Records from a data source
.....
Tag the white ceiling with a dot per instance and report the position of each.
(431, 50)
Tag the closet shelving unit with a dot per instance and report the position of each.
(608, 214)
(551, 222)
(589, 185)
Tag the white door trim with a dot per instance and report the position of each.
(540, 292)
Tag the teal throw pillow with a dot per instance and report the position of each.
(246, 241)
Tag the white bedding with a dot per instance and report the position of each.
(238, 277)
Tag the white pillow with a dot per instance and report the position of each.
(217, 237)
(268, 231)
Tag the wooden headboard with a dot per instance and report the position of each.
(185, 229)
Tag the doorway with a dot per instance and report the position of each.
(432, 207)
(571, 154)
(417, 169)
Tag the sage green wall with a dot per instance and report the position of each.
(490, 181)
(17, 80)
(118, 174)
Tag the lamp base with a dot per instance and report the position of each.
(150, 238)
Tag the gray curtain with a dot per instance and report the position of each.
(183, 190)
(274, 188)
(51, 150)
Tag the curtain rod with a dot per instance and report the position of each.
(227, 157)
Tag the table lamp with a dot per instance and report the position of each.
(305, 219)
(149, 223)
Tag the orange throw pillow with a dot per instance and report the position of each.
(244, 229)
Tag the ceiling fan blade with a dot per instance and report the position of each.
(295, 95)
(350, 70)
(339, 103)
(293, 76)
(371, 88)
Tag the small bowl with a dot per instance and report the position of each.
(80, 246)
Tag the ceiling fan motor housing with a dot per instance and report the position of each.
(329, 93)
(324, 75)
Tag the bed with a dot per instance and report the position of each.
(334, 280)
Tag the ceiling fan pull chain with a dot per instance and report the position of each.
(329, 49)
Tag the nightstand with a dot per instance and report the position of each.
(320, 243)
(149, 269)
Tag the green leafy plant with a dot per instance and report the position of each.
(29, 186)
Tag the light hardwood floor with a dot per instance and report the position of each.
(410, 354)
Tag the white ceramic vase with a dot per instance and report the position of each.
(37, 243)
.....
▶ Problem:
Repeat all entries. Match them exactly.

▶ Answer box:
Tag the white ceiling with a dot per instance and report the position of each.
(431, 50)
Tag the closet shelving unit with a dot per instance and report the position of each.
(608, 214)
(551, 222)
(589, 185)
Tag the white door trim with a dot per instance and report the position of each.
(540, 292)
Tag the teal throw pillow with a dot per instance and report the position of each.
(246, 241)
Tag the white bedding with a dot per instance and report the position of each.
(238, 277)
Tag the white pillow with a dot per instance and report the position of each.
(217, 237)
(268, 231)
Tag the wooden headboard with a dot per instance and report the position of each.
(185, 229)
Tag the doorway with a dot per instance and report the position of each.
(432, 207)
(571, 154)
(417, 169)
Tag the sage green wall with a dot per instance and report the position of each.
(490, 181)
(17, 80)
(118, 174)
Tag the lamp base with a dot per instance and report the position of each.
(150, 238)
Tag the gray curtain with a dot per instance and report the position of each.
(183, 190)
(274, 188)
(51, 150)
Tag the curtain rod with a dot per instance and report the position of each.
(227, 157)
Tag the table lamp with a dot per instance and report the position of each.
(305, 219)
(149, 223)
Tag the orange throw pillow with a dot per instance and report the position of each.
(244, 229)
Tag the ceiling fan blade with a dot per instance and report the position of each.
(295, 95)
(350, 70)
(339, 103)
(293, 76)
(371, 88)
Tag the small bowl with a dot per instance and report the position of each.
(80, 246)
Tag the ceiling fan motor housing with a dot per instance and report the position of each.
(329, 93)
(324, 75)
Tag the bed with a dot per instance and report the position of each.
(334, 280)
Tag the ceiling fan pull chain with a dot per instance and report the position of each.
(329, 49)
Tag the nightstand with a dot per instance and report the position of each.
(320, 243)
(149, 269)
Tag the green leafy plant with a dot per instance and report the position of each.
(29, 186)
Tag the light hardwood floor with a dot per instance and report the position of each.
(410, 354)
Tag the white ceramic vase with a dot per instance and report the position of each.
(37, 243)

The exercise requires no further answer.